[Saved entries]
──────────
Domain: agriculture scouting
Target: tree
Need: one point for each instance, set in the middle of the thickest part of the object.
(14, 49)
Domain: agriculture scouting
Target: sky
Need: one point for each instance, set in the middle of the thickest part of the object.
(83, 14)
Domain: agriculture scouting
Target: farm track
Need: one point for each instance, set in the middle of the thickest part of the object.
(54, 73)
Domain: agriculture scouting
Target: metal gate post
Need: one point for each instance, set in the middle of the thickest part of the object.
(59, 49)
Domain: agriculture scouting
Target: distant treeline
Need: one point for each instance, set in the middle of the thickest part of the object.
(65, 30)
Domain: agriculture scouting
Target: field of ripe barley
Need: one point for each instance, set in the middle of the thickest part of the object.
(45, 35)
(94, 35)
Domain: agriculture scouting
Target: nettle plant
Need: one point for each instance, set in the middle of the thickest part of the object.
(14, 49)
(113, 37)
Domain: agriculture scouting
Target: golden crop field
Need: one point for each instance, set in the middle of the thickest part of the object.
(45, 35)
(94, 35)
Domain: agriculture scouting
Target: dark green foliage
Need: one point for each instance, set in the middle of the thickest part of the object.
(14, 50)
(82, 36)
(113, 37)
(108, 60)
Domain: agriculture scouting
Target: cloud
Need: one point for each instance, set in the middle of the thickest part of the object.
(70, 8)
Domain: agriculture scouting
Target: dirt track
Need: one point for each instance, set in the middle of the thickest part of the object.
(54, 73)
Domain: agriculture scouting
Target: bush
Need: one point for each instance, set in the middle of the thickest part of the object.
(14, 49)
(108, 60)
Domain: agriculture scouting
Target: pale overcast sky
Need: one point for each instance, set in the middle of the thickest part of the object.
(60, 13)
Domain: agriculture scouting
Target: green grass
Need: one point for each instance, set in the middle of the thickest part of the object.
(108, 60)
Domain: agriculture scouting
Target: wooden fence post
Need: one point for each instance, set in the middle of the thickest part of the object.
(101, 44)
──────────
Exercise description: All of the material above needs to be retyped word for word.

The completed task:
Domain: agriculture scouting
Target: tree
Need: one point for each instance, set in the middle of the thickest part of the object.
(14, 49)
Domain: agriculture scouting
Target: sky
Need: one point for each instance, set in the middle of the thickest part of the object.
(83, 14)
Domain: agriculture scouting
Target: farm track
Need: one point for each instance, set in the middle of the thickest part of the object.
(54, 73)
Domain: agriculture scouting
Target: metal gate post
Need: one point for each instance, set in the middle of the thickest part of the object.
(59, 49)
Domain: agriculture scouting
Target: distant treeline
Need: one point for each instance, set in the middle of the thickest part of the object.
(65, 30)
Domain: agriculture scouting
Target: field of ripe barley
Need: one point for each instance, set in the middle of the thickest part of the object.
(45, 35)
(94, 35)
Domain: agriculture scouting
Target: nettle plant
Need: one point for each instance, set in the middle of the thickest part of the object.
(14, 49)
(113, 37)
Domain: agriculture scouting
Target: golden crop field
Need: one point for each instance, set in the middle of the thickest part of the object.
(45, 35)
(94, 35)
Domain: agriculture scouting
Target: dark green foliage
Need: one point for each instance, set in the middle of the thickest part of the object.
(14, 50)
(82, 36)
(113, 37)
(108, 60)
Domain: agriculture scouting
Target: cloud
Need: one point for each instance, set in the middle of the thickest part of the object.
(70, 8)
Domain: agriculture scouting
Target: dirt track
Need: one point for each instance, set in the middle of the thickest part of the object.
(54, 73)
Domain: agriculture scouting
Target: bush
Need: one point for each instance, set in the middle of the thickest part of the object.
(14, 49)
(108, 60)
Domain: agriculture scouting
Target: pale overcast sky
Need: one point for each instance, set in the middle of the thickest part of the object.
(60, 13)
Domain: agriculture scouting
Target: green grass
Need: one point for each instance, set in the middle of the thickest part of the object.
(108, 60)
Domain: agriculture scouting
Target: wooden fence post
Need: one point for each instance, set in the middle of the thickest part of the object.
(101, 44)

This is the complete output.